Il
pleut, des trombes d’eau, il n’arrêtera pas de pleuvoir, le son
de l’eau qui coule, entre ploc ploc des fuites au plafond et le
ruissellement ininterrompu dans la cour de l’immeuble déserté en
cette semaine de changement d’année. On va rentrer dans l’an
2000 avec son bug informatique mais surtout un virus qui se répand
dans toute la ville. Tous les habitants ont fui leurs logements parce
que le gouvernement va couper l’eau potable. Tous sauf deux, lui
(Lee Kang-sheng) et elle (Yang Kuei-mei). Il habite au dessus de chez
elle et ne se sont jamais rencontrés.
Il
boit beaucoup, rentre chez lui saoul et vomit dans le trou creusé
par le plombier pour réparer une fuite qui se répandait dans la
salle de bains de la voisine du dessous. Il tient le dernier magasin
ouvert dans la galerie, de temps en temps un vieux monsieur (Miao
Tian, qui jouait le père dans La
Rivière) vient acheter
un produit. Le vendeur est à côté, en train de donner à manger au
chat errant qui a élu domicile ici et qui semble être la seule
raison pour laquelle le jeune homme reste dans l’immeuble.

EXERCICES À RÉALISER:
(1) D'après l'extrait, pour quelle raison les habitants ont-ils quitté leurs logements ?
(2) Indiquez si chacune des affirmations suivantes est conforme à l'extrait, en citant les mots qui le justifient :
(a) Les deux personnes restées dans l'immeuble se connaissent déjà.
(b) L'homme habite au-dessus de chez la femme.
(c) L'homme tient le dernier magasin ouvert dans la galerie.
Les données enregistrées n'interviennent en rien dans ces exercices.

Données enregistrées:

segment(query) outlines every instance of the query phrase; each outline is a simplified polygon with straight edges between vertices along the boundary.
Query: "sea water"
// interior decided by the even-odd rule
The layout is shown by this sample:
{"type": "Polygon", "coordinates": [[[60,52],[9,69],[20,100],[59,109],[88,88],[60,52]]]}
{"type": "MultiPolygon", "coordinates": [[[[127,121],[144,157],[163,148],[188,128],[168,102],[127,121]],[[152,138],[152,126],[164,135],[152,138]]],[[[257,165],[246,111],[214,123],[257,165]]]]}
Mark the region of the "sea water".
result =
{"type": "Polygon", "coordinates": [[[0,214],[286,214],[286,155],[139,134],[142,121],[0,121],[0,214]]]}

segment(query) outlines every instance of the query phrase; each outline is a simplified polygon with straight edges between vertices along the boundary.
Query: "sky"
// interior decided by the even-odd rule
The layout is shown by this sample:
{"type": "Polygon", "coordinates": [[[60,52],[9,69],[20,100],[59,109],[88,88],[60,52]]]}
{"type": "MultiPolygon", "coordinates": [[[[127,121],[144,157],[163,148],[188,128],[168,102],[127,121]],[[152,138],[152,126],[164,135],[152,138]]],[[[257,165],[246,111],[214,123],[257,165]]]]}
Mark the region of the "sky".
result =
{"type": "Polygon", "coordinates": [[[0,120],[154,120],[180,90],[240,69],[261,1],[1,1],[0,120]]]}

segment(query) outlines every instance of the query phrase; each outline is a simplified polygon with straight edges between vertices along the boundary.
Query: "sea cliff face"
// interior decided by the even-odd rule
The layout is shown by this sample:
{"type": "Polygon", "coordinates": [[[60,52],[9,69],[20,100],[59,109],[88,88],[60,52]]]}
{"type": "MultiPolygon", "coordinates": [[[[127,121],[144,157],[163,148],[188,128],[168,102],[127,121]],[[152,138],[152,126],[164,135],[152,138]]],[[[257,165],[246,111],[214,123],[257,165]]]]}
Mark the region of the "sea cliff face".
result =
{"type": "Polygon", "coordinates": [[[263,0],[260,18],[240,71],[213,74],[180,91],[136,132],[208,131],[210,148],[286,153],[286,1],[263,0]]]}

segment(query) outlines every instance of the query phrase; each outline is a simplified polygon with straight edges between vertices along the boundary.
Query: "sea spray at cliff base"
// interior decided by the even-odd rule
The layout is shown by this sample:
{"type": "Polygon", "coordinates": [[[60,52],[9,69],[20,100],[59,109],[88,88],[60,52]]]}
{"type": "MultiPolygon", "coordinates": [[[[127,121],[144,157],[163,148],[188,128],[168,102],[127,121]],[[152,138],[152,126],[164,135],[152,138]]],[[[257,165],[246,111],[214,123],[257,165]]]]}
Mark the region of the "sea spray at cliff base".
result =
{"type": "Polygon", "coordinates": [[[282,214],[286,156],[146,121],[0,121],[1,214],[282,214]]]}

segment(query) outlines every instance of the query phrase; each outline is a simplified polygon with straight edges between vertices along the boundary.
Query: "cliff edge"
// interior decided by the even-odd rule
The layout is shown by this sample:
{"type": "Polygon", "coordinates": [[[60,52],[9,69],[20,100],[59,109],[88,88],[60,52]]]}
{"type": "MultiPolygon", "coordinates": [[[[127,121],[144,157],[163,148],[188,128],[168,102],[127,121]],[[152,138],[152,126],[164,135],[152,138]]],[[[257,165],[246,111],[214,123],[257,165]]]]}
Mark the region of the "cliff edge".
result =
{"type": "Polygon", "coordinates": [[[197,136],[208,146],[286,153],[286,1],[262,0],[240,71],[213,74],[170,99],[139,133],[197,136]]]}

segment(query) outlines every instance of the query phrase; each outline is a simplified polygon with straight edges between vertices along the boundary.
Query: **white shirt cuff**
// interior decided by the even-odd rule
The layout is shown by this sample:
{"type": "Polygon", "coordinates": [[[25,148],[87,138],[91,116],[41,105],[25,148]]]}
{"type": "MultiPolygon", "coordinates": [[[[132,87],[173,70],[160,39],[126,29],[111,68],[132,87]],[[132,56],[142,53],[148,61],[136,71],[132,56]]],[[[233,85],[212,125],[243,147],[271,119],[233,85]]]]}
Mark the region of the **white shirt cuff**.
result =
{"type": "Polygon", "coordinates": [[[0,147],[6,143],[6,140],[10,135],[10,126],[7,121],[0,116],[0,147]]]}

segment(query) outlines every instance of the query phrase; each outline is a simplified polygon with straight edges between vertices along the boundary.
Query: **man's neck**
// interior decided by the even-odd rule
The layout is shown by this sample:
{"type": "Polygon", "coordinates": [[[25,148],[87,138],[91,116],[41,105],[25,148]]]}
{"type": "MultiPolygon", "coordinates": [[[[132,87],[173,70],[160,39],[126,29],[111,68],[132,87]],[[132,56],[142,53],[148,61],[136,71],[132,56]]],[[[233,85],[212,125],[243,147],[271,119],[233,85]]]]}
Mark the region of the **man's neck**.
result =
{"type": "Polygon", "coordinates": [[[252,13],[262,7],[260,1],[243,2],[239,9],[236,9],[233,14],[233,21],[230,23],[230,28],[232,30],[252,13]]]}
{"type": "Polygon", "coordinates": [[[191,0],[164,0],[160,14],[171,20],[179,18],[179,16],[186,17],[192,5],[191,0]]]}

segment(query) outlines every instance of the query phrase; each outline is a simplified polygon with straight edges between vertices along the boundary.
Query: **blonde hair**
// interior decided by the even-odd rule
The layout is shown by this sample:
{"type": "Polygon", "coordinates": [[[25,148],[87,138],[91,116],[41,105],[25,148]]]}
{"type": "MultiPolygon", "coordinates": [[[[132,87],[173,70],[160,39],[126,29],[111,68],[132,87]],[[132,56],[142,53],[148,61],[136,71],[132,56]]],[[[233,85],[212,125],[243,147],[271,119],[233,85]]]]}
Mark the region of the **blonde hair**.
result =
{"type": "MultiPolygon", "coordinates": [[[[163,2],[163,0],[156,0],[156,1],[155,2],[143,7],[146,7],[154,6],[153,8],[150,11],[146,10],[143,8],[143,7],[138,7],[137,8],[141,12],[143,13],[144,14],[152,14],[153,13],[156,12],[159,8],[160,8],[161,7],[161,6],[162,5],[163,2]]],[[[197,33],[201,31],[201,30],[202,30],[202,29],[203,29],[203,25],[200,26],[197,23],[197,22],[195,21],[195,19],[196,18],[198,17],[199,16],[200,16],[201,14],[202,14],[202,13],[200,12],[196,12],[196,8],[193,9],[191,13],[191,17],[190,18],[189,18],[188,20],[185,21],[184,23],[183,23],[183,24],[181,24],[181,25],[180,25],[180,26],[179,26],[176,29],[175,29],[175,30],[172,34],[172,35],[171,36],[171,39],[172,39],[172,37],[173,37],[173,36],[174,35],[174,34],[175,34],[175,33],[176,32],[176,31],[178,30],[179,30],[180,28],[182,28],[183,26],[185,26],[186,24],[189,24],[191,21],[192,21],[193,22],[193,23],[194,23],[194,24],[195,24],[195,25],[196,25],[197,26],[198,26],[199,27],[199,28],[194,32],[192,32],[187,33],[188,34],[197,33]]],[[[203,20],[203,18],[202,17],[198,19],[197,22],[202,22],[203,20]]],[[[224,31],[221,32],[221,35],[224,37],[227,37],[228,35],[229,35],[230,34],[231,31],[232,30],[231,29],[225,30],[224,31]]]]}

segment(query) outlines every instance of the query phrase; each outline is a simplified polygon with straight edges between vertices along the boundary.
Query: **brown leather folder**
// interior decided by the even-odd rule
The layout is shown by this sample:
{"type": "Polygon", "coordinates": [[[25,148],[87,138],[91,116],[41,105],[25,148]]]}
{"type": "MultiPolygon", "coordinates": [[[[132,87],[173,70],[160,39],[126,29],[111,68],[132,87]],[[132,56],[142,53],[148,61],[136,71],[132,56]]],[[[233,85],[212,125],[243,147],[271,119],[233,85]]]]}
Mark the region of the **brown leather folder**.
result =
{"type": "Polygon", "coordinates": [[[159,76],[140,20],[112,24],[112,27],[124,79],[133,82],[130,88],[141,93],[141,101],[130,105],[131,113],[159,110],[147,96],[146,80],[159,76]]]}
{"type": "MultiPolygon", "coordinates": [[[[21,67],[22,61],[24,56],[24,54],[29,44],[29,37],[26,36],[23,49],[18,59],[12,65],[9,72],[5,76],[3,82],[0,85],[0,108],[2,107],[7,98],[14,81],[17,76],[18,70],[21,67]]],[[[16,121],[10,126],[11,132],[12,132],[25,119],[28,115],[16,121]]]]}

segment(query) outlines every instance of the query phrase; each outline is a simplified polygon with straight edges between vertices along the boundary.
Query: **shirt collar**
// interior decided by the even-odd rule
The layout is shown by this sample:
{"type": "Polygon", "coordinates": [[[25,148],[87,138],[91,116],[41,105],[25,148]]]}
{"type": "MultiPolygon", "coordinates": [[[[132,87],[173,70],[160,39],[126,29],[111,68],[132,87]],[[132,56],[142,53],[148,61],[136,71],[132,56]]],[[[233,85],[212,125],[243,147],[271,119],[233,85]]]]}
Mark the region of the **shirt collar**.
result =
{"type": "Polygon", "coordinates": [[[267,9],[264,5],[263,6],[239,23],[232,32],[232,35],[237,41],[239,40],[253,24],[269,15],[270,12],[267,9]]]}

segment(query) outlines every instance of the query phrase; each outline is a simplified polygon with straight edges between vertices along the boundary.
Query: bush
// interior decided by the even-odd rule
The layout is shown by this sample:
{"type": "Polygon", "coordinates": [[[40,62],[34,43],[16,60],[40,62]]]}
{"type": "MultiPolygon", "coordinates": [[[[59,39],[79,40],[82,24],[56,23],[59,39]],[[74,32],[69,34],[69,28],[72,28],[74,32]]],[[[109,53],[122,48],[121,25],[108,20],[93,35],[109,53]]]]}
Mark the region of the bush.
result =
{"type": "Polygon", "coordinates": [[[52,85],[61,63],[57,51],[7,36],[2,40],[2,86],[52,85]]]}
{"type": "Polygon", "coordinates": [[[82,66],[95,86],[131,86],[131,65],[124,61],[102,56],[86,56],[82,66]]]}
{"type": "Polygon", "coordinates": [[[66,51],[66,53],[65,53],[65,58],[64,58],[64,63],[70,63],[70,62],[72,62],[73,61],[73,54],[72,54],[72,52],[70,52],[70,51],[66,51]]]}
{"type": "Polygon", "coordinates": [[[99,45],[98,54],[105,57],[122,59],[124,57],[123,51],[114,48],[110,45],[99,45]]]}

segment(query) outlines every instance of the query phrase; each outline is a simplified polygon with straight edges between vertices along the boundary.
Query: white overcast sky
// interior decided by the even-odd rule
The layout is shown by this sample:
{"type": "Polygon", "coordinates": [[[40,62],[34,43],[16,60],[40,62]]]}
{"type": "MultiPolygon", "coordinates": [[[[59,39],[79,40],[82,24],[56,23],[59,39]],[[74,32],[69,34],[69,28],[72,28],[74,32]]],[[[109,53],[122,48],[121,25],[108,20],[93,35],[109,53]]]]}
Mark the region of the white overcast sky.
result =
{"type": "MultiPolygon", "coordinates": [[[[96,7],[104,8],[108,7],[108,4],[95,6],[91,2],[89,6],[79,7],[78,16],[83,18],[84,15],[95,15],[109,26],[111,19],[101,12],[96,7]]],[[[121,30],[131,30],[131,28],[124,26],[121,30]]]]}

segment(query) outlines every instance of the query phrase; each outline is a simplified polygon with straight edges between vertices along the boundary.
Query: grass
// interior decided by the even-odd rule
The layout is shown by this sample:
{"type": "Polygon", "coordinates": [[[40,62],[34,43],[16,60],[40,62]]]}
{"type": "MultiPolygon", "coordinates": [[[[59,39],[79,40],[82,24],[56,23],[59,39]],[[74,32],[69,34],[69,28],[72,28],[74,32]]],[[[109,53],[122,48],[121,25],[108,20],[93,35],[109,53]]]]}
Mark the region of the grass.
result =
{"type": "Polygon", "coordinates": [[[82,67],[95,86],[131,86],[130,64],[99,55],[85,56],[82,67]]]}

EXERCICES CORRIGÉS:
(1) Ils ont fui parce que le gouvernement va couper l'eau potable.

(2)
(a) Non : « ne se sont jamais rencontrés ».
(b) Oui : « Il habite au dessus de chez elle ».
(c) Oui : « Il tient le dernier magasin ouvert dans la galerie ».